### Exercise prompt
Rewrite everything from the line containing "of the wooden" down to the end of the entries, swapping "wooden" for "bamboo" and leaving all else unchanged.

Entries from a dataset
__________________________________________________

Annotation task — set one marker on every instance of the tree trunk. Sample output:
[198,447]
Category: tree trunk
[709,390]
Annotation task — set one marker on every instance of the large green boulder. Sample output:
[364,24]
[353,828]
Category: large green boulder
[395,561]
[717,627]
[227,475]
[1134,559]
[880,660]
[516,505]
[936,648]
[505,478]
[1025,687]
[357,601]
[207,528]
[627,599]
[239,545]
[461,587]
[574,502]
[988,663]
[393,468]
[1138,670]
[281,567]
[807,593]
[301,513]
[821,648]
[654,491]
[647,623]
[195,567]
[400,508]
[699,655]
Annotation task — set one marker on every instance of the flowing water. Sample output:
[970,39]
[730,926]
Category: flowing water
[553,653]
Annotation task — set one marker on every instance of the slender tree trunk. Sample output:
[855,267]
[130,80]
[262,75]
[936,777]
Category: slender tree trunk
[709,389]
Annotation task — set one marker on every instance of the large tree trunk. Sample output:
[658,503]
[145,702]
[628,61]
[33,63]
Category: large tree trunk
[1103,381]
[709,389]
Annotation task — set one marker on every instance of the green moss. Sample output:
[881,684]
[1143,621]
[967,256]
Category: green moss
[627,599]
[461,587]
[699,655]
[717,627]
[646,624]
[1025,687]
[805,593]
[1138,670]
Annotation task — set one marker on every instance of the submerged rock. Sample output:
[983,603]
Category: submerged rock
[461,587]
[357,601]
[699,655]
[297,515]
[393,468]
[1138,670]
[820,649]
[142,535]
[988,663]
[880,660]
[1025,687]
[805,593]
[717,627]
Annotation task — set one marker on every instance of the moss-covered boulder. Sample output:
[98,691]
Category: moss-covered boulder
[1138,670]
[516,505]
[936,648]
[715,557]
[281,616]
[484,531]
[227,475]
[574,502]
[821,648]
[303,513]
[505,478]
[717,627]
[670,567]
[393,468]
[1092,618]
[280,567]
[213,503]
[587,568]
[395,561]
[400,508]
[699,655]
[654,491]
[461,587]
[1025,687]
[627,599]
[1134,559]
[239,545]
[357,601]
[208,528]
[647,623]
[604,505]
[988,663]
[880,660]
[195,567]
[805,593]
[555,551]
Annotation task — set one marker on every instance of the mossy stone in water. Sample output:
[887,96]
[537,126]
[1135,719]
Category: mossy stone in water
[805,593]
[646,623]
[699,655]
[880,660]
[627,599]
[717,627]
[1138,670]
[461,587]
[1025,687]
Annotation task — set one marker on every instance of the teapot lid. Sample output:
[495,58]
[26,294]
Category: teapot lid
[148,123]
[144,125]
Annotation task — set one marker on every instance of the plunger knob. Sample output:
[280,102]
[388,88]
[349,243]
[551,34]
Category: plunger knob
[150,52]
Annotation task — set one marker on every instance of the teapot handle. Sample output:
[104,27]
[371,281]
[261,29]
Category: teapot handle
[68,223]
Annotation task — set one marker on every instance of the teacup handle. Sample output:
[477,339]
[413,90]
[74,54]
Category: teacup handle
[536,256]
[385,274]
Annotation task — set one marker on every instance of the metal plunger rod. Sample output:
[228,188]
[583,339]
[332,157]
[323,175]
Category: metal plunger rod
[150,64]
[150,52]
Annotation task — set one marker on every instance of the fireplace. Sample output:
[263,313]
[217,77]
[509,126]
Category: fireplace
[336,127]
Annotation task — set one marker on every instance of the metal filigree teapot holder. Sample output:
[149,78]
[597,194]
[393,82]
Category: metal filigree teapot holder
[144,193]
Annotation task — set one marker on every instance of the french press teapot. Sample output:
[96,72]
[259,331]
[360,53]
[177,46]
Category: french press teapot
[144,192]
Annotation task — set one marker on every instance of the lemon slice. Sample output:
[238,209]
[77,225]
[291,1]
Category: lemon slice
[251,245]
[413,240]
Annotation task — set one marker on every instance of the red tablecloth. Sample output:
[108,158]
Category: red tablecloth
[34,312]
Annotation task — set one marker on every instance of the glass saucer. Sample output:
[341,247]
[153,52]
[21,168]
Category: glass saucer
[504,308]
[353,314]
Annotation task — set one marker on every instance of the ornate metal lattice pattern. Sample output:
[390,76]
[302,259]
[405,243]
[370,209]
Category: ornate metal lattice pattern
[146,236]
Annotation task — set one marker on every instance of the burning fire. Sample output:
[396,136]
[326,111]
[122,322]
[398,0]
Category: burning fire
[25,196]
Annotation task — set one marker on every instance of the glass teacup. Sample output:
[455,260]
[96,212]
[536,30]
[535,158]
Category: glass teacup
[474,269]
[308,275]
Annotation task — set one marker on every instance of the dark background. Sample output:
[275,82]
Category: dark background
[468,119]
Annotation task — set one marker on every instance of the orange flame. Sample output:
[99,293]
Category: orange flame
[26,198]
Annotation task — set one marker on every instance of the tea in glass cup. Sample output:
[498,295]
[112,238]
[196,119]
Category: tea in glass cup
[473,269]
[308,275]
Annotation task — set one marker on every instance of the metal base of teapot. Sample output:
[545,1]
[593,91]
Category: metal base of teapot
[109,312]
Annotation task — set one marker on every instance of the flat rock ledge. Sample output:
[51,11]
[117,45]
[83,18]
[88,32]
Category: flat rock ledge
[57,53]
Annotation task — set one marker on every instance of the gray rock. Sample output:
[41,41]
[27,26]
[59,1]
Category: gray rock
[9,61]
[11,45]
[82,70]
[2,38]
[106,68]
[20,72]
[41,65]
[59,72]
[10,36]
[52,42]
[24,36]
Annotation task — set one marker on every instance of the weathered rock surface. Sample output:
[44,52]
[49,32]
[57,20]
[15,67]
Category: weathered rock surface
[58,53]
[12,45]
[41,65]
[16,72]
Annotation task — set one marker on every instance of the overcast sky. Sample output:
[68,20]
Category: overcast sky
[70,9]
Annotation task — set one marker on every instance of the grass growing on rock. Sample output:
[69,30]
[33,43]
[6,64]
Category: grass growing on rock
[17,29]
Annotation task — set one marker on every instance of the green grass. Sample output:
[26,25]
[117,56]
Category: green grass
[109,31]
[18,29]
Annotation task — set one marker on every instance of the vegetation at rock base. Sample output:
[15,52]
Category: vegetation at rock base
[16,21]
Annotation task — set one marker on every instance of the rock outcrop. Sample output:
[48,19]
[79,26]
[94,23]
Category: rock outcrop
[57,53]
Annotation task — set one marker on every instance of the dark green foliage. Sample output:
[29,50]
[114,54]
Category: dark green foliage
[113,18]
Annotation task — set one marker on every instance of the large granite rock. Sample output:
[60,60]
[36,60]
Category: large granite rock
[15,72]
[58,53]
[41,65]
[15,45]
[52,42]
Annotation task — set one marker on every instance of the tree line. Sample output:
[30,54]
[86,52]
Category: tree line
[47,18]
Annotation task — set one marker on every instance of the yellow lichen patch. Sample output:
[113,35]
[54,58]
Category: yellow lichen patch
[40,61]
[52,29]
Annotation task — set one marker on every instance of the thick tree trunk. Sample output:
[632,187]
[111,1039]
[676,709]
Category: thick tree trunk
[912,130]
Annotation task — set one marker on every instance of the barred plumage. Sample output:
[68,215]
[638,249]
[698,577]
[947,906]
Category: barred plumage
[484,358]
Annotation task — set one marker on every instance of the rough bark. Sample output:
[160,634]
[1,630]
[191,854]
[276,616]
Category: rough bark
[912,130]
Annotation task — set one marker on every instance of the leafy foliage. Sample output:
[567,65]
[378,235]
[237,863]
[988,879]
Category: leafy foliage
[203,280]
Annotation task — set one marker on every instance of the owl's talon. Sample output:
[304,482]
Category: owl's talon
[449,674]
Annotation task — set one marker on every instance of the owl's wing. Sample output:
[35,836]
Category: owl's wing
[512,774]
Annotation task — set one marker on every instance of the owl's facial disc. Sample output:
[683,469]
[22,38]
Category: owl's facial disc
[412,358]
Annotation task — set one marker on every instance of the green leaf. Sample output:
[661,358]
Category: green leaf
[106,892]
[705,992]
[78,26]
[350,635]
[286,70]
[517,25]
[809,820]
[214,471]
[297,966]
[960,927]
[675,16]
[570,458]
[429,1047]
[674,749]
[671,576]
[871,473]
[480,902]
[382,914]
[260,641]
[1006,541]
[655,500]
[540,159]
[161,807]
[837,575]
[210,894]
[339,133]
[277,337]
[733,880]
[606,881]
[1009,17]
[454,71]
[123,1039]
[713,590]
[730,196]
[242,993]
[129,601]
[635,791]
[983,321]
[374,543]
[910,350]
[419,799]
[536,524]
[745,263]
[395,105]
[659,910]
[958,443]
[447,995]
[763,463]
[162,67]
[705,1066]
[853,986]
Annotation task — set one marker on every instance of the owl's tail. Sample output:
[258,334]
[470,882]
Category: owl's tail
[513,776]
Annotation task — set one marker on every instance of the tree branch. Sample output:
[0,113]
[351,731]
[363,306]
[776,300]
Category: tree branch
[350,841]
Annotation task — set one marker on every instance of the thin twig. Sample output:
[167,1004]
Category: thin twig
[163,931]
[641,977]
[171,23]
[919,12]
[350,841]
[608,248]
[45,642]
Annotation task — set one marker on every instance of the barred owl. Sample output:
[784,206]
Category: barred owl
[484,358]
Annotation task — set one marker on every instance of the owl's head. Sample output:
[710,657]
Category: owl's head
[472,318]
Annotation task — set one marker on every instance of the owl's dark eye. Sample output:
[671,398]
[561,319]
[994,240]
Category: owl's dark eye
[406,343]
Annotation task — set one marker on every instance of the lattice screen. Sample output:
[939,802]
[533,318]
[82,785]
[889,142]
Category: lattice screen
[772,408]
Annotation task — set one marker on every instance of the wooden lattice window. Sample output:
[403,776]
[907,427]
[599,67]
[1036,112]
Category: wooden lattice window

__________________________________________________

### Completed task
Annotation task — set one marker on every instance of the bamboo lattice window. Sample output:
[403,776]
[907,427]
[599,67]
[1036,112]
Category: bamboo lattice window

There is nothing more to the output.